Content starts

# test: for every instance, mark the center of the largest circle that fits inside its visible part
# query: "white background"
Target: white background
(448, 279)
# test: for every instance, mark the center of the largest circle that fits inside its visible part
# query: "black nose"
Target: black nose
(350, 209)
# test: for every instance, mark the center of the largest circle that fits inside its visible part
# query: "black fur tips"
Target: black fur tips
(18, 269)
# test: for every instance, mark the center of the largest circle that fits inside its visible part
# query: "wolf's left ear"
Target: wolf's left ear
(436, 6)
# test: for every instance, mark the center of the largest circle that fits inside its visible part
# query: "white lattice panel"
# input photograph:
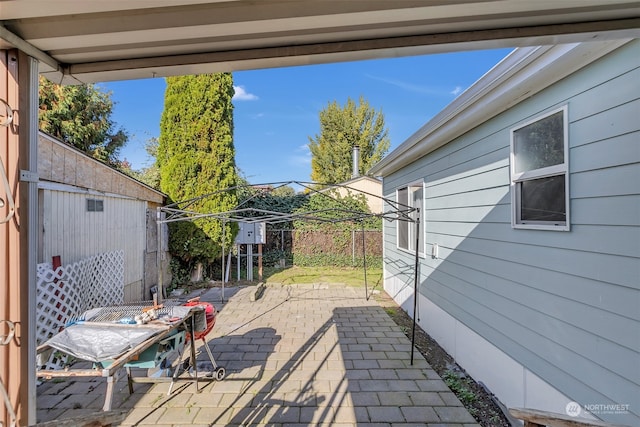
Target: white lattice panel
(65, 293)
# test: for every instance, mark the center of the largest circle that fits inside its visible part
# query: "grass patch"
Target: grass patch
(349, 276)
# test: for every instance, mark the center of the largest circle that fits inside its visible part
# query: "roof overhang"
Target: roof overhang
(523, 73)
(90, 41)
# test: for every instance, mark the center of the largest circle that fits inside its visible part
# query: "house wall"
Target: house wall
(541, 317)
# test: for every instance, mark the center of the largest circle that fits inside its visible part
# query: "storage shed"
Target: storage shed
(88, 208)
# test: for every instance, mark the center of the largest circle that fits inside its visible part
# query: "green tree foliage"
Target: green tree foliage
(342, 128)
(81, 116)
(196, 157)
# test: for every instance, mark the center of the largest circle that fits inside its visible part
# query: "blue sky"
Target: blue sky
(277, 110)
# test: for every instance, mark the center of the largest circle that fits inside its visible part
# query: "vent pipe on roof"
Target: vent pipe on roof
(356, 162)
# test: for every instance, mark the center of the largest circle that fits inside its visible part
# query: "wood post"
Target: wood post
(18, 146)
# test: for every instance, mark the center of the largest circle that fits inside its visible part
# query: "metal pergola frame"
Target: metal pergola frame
(392, 211)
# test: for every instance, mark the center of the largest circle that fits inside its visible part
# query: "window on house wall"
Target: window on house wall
(540, 173)
(413, 196)
(95, 205)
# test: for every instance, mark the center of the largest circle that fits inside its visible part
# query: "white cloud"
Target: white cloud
(456, 91)
(242, 95)
(410, 87)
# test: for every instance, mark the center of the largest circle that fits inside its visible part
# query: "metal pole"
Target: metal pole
(159, 287)
(353, 247)
(224, 229)
(364, 263)
(415, 285)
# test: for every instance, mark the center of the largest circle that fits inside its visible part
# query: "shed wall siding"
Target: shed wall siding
(72, 232)
(565, 305)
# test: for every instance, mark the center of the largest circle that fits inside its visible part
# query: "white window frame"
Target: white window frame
(411, 225)
(517, 178)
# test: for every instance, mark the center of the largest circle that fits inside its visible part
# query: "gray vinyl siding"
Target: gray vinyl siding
(565, 304)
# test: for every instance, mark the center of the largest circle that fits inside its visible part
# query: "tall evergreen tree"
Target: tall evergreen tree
(81, 116)
(196, 155)
(342, 128)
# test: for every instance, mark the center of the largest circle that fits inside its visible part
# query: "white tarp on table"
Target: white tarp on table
(98, 342)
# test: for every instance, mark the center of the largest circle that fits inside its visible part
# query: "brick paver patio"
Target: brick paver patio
(301, 355)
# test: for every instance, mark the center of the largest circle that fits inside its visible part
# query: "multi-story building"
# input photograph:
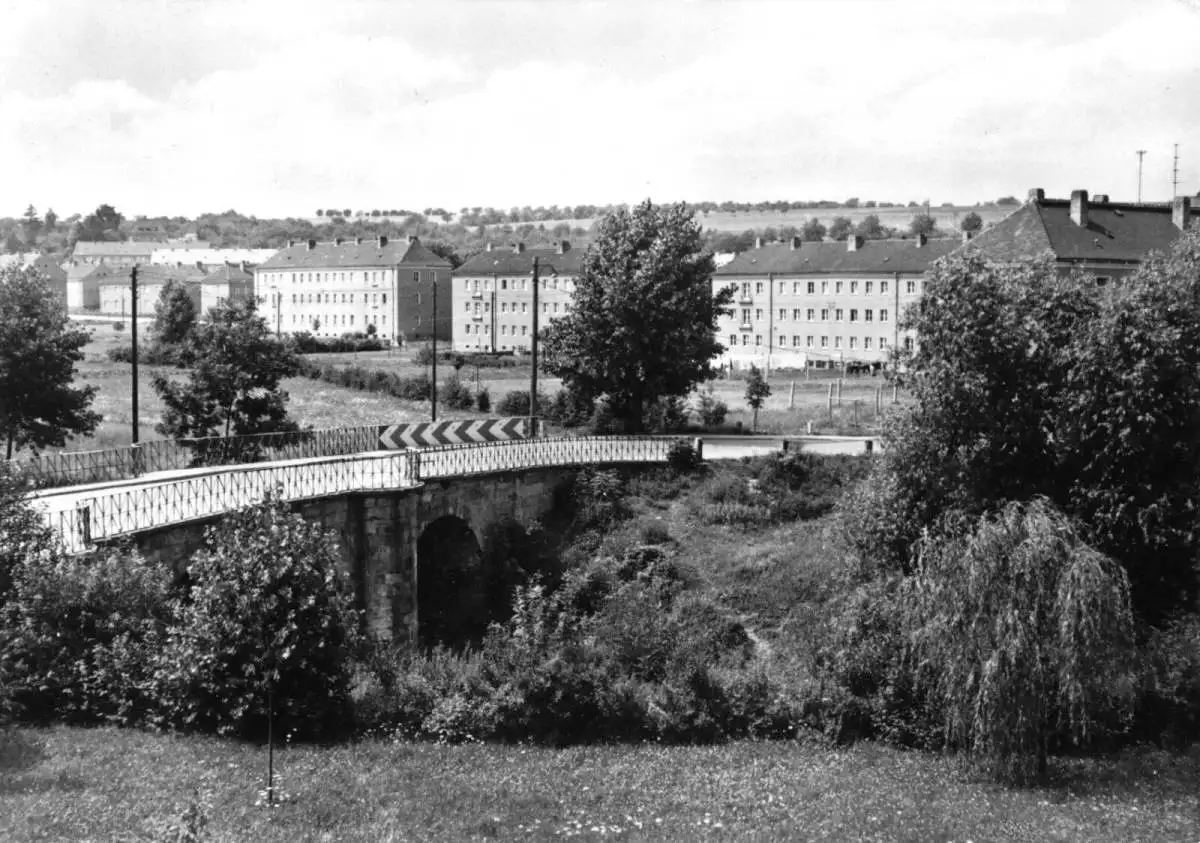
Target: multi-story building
(492, 302)
(1108, 239)
(822, 304)
(346, 286)
(115, 287)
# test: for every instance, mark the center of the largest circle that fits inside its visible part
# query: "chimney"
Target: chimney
(1079, 208)
(1181, 211)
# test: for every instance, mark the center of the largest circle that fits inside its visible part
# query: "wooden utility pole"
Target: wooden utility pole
(433, 383)
(133, 344)
(533, 354)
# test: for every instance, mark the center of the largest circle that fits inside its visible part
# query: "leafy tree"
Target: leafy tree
(233, 388)
(814, 231)
(840, 228)
(870, 228)
(643, 324)
(174, 314)
(1023, 635)
(39, 352)
(1026, 384)
(269, 611)
(757, 390)
(923, 223)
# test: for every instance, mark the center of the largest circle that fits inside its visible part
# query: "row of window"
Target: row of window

Content ends

Exercise -> The full text of the data above, exact and without pictures, is what to return.

Finished task ->
# test: for every instance, mark the center of the largest circle that fits inside its visible part
# query: "white background"
Target: white background
(448, 279)
# test: for every instance, mark the center of the largest circle that fits inside its visible part
# query: "black nose"
Target: black nose
(350, 209)
# test: for every instance, mark the center of the largest circle that fits inside its visible part
# query: "black fur tips"
Target: black fur tips
(18, 269)
# test: for every instance, mark the center of the largest circle that fits inside its visible part
# query: "wolf's left ear"
Target: wolf's left ear
(436, 6)
# test: for every instance, mark the center of the largest circle that fits inside its visible part
# query: "white lattice panel"
# input photograph:
Target: white lattice panel
(65, 293)
# test: for every instance, mark the center of the largest circle that fits inside its visible part
# query: "grass patch"
Target: grass patch
(349, 276)
# test: for every instance, mark the center of the largest circle that fits inside its visible part
# query: "roof overhang"
Target: roof overhang
(523, 73)
(90, 41)
# test: for every instance, mark the center of the largest circle that fits inside its visible part
# query: "house wall"
Target: house wall
(541, 317)
# test: for every instance, mark the center of the largest circle that fits inside its visible part
# query: "storage shed"
Target: storage shed
(88, 208)
# test: for every instance, mark the center of the largest circle that fits inside its visible part
# query: "green tree foliage"
Target: green tree foliage
(342, 128)
(81, 116)
(196, 157)
# test: for every instance, mark the center of the largest circle that fits inside its visible part
# query: "blue sky"
Target: blue sky
(277, 110)
# test: for every instance, mark the center of the largest circle that fits inside its visible part
# query: "vent pipe on roof"
Target: vent pipe on roof
(356, 162)
# test: for every instance, mark the center of the largest circle that fits inside its visible part
# query: "wood post"
Target: wood post
(18, 146)
# test: for every instance, mark the center of the largest circle that fits inside its visible part
# query: "metal pergola frame"
Target: metal pergola frame
(392, 211)
# test: for every instance, mark the center of the largest circle that fits inside its visible part
# query: "window on house wall"
Target: window on house wall
(540, 173)
(413, 196)
(95, 205)
# test: for every instance, mark the center of the largest circle that fits inside its visible part
# query: "white cloud"
Target: white cloud
(456, 91)
(242, 95)
(410, 87)
# test: for every instance, mark the center of the largest circle that fits inside its visible part
# query: "metal pole"
Target: metal pole
(159, 287)
(353, 247)
(224, 229)
(364, 263)
(415, 285)
# test: for every instance, mark the center of the largest circle that fits inside its visible part
# query: "shed wall siding"
Target: shed wall siding
(72, 232)
(565, 305)
# test: for every instance, mark the center of the largest circle that fits inside its visible part
# query: "white window frame"
Target: white window frame
(411, 225)
(517, 178)
# test: for every instance, mark the center of the largest circle that fits inside its visible part
# query: "gray vinyl siding"
Target: gray vinyl siding
(565, 304)
# test: for every instance, mark the center of the largest circle that fits inside its visible part
# query: "tall evergreen tree"
Target: tall evergreen tree
(81, 116)
(196, 155)
(342, 128)
# test: for every instance, mark the center of the largest circle that fits inside its visible part
# query: "white tarp on table"
Target: white tarp on table
(98, 342)
# test: for every instance, mark the center of the largest circle that fits inside its visible part
# query: "brick paver patio"
Target: brick paver patio
(301, 355)
# test: for every instance, mark the center of the largest circle that fits inside its visible part
# query: "multi-story building"
# input photograph:
Target: multi-story building
(492, 302)
(1108, 239)
(822, 304)
(346, 286)
(115, 287)
# test: for every instance, mark the center of the largest circle that fits inside its visible part
# query: "chimney"
Target: chimney
(1079, 208)
(1181, 211)
# test: for every instance, mark the center of the largest circle that fits inside its visible part
# query: "wooden utility pole"
Target: wooden utility pole
(433, 383)
(133, 344)
(533, 354)
# test: for every instance, mark the center of the largest circle that fits inside its visible part
# query: "leafy tree"
Target: leafy tree
(233, 388)
(814, 231)
(840, 228)
(870, 228)
(643, 324)
(174, 314)
(1023, 635)
(39, 352)
(1026, 384)
(269, 611)
(757, 390)
(923, 223)
# test: for every instance, mark the center of the largest circle that fits inside its visible part
# query: "row of window"
Target: row of window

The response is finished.